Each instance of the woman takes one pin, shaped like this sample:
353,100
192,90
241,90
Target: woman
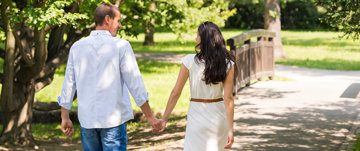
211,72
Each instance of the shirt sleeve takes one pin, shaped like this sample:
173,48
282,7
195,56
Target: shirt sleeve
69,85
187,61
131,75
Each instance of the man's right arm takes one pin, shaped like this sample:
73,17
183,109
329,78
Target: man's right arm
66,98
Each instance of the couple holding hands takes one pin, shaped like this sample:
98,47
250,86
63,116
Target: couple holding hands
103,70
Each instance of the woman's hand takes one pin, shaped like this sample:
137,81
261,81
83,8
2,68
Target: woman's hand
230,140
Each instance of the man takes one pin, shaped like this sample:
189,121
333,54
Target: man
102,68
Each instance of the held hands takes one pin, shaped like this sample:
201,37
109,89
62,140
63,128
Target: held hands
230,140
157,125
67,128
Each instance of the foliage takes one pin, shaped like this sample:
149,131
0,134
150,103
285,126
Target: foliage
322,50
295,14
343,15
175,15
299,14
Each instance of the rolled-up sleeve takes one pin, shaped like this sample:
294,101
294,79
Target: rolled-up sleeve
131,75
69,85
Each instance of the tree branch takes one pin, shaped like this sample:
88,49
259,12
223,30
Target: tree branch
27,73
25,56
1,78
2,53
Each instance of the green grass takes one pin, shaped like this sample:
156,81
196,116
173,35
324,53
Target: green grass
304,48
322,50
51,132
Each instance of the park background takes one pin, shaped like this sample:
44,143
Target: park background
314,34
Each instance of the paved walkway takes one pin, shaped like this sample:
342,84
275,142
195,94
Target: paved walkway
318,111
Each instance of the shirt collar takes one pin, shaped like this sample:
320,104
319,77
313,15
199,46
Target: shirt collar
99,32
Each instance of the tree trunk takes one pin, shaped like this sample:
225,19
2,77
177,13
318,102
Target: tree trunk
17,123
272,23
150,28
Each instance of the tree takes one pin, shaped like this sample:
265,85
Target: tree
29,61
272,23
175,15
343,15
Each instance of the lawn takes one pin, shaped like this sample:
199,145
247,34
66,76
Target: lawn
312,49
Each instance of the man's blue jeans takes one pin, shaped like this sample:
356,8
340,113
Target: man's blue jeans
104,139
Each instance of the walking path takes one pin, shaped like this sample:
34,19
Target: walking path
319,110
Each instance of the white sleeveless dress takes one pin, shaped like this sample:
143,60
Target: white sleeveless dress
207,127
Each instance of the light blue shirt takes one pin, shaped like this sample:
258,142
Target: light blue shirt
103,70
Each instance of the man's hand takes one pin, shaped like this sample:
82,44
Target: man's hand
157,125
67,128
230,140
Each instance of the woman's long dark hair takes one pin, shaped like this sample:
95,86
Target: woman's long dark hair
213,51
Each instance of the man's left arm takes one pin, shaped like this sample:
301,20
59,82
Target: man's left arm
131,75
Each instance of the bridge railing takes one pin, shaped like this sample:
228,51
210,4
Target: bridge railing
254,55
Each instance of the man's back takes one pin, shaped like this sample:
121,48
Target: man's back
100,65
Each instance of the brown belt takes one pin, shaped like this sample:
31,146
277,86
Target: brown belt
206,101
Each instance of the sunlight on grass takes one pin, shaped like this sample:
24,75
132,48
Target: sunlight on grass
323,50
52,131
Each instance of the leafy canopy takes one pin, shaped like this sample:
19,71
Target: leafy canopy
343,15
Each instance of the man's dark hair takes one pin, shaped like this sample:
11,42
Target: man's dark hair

:: Your instructions ::
The answer should be the full material above, printed exactly, with no pictures in it.

:: Solution for this exercise ::
Each instance of the woman takes one pin, shaped like this sample:
353,100
192,90
241,90
Target: woman
211,72
Each instance of the shirt sleeve takes one pin, shaped like this sample:
173,48
282,7
195,56
Target: shirt sleeve
69,85
187,61
131,75
Each instance of the man's right arm takes one pin, shaped like this sample:
73,17
183,109
329,78
Target: man's right arm
66,98
Each instance of the couple holding hands takes one pin, shaped like this sample:
98,47
250,86
63,116
Target: couple holding hands
103,70
Each instance of the woman's hand takes one pin, shaped like this sample:
137,81
261,81
83,8
2,68
Target: woman's hand
230,140
Each instance of the man takes one pin, shaped like this sample:
189,121
333,54
Target: man
102,68
Each instance of the held hands takes one pin, shaped like this sample:
201,37
109,89
62,140
63,128
Target: held hands
230,140
157,125
67,128
Each instance of the foliage takes one pin, shaped like this sample:
149,131
0,134
150,103
285,126
Target: foliage
322,50
295,14
343,15
175,15
299,14
Each instance of the rolled-up sleeve takes one pin, shaped like this sample:
294,101
294,79
Target: rolled-up sleeve
131,75
69,85
Each instance of the tree branch takes one pin, shaped like this sample:
88,49
259,12
223,30
Target: tree branch
27,73
25,56
1,78
2,53
Each instance of the green grass takes one pin, shaped like this sample:
156,81
196,116
173,35
324,53
Target: green grass
304,48
322,50
51,132
Each instance of the park background takes one pin, shaped like this sample:
44,143
Target: park background
314,34
Each instance of the paved walkway takes one pin, shaped like this sample:
342,84
275,142
195,94
Target: paved walkway
318,111
Each instance of the shirt collar takes one pin, shaped like this sample:
320,104
319,77
313,15
199,46
Target: shirt collar
99,32
Each instance of the tree trunk takes one pin, shaped like this sample:
225,19
2,77
177,13
318,102
Target: tree trunk
17,123
272,23
150,28
Each instance of the tree takes one pin, shaped like this sample:
265,85
Target: tree
29,61
272,23
175,15
343,15
Each instance of the lawn takes one pin, shaped like this sample:
199,145
247,34
66,76
Target: lawn
312,49
Each instance of the man's blue jeans takes one pin, shaped like this sample:
356,8
340,113
Target: man's blue jeans
104,139
Each instance of the walking path takes one pin, shaped like this sample:
34,19
Target: walking path
319,110
Each instance of the white sleeveless dress takes one pin, shaped like this sample:
143,60
Target: white sleeveless dress
207,127
Each instance of the light blue shirt takes one pin, shaped like this sample:
258,142
Target: light blue shirt
103,70
Each instance of the man's hand takes one pin, shaped like this sample:
82,44
Target: man's hand
157,125
67,128
230,140
Each instance of the woman's long dark hair takes one pin, shaped like this sample:
95,86
Target: woman's long dark hair
213,51
Each instance of the man's left arm takes one pin, shaped like this sample:
301,20
59,82
Target: man's left arm
131,75
Each instance of the bridge railing takes one pin, shaped like this sample:
228,51
210,4
Target: bridge railing
254,55
Each instance of the man's back takes one pin, shaped like this sample:
121,48
Target: man's back
100,65
Each instance of the brown belt takes one pin, shaped like this sample:
31,146
277,86
Target: brown belt
206,101
Each instance of the sunlight on grass takes one pin, shaped like this sample:
24,75
132,48
Target: sunlight on grass
323,50
52,131
Each instance of the leafy canopy takes one pin, shaped like this sample:
19,71
Target: leafy canopy
343,15
Each instance of the man's dark hair takes one pin, shaped like this sample:
11,42
Target: man's dark hair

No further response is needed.